TEXT PROVIDED =>
Now, history is repeating.

The moderate Democratic mayor rarely lets a week go by without issuing new pleas for Washington to help stem the flow of migrants into the nation’s biggest city. Neither does the Post, an influential conservative tabloid that seems equally fixated.

The ceaseless, dire messaging is threatening Democrats in a pivotal election year, giving suburban New York Republicans another potent issue in competitive congressional races.

Since Adams began raising concerns about migrants in 2022, the Post has published 54 covers focused on the issue — all with blaring headlines like “Kids ‘Sacrificed’” (about the city using school gyms to house migrants), “Border Storm” (alongside a photo of Adams predicting a “financial tsunami”) and “New Year’s Wave” (next to a photographed migrant convoy approaching the border).

The Rupert Murdoch-run Post even gave migrants top billing the day other outlets featured Donald Trump being kicked off the Colorado ballot.

There are clear indications the migrant talk is connecting in the same way crime did in 2022, and not just in the suburbs: A December poll found 85 percent of New York City voters were concerned about the city accommodating the surge of migrants, up from 63 percent 10 months earlier.

“If you listen to the mayor and you read the New York Post, you believe that everywhere you look in the city, there are migrants and asylum seekers on the street and you’re stepping over them,” said Alyssa Cass, a Democratic political consultant.

For New York Democrats hoping to retake some of those lost House seats, the surge from the Southern border is tricky terrain made more difficult by Adams and the Post. For Republicans, the current migrant policies — like crime two years ago — are being attacked in campaign ads as a threat to New Yorkers’ way of life, even in districts that aren’t directly affected.

“It’s one of the top-polling issues,” vulnerable Republican Rep. Anthony D’Esposito said in an interview. “The migrant issue equates to crime.”

D’Esposito was among the Republicans swept into office in 2022 by his party’s case that Democrats were worse equipped to keep the suburbs safe. As he and colleagues in swing districts look to retain their seats against formidable Democratic challengers this year, their messaging is reinforced by Adams, who has warned that the migrant crisis will “destroy” his city if he doesn’t get adequate federal resources.

But migrants aren’t as visible a presence in much of the city, including in corners where outcry against sheltering them has been the loudest and angriest.

“In neighborhoods where it’s just something you see on the news or read in the paper, it becomes a specter that demagogues can use as the threat du jour,” Democratic City Council Member Justin Brannan said in an interview. “It used to be ‘defund the police’ or bail reform. Now this is the new thing they can divide and conquer on.”

Brannan was referring, of course, to Republicans. In purple districts like his in southern Brooklyn, the rhetoric is impactful and the rallies against migrants are forceful.

Former GOP mayoral nominee Curtis Sliwa would know — he leads many of the massive protests around newcomers being housed in pockets of the city.

DATA LINES =>
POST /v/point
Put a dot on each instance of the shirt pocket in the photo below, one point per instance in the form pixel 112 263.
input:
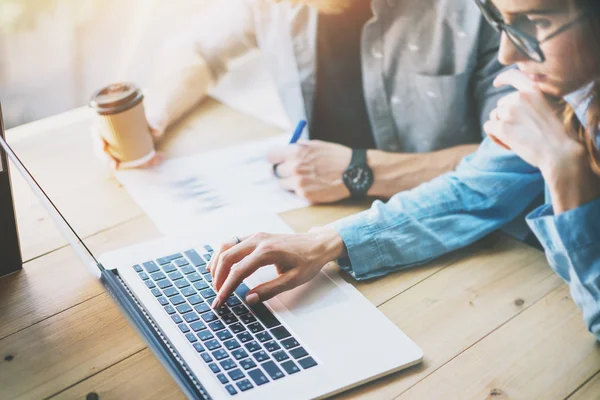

THE EXERCISE =>
Reproduce the passage of the text about migrants and New York politics between "Since Adams began" and "the Colorado ballot.", inclusive.

FINISHED EXERCISE =>
Since Adams began raising concerns about migrants in 2022, the Post has published 54 covers focused on the issue — all with blaring headlines like “Kids ‘Sacrificed’” (about the city using school gyms to house migrants), “Border Storm” (alongside a photo of Adams predicting a “financial tsunami”) and “New Year’s Wave” (next to a photographed migrant convoy approaching the border).

The Rupert Murdoch-run Post even gave migrants top billing the day other outlets featured Donald Trump being kicked off the Colorado ballot.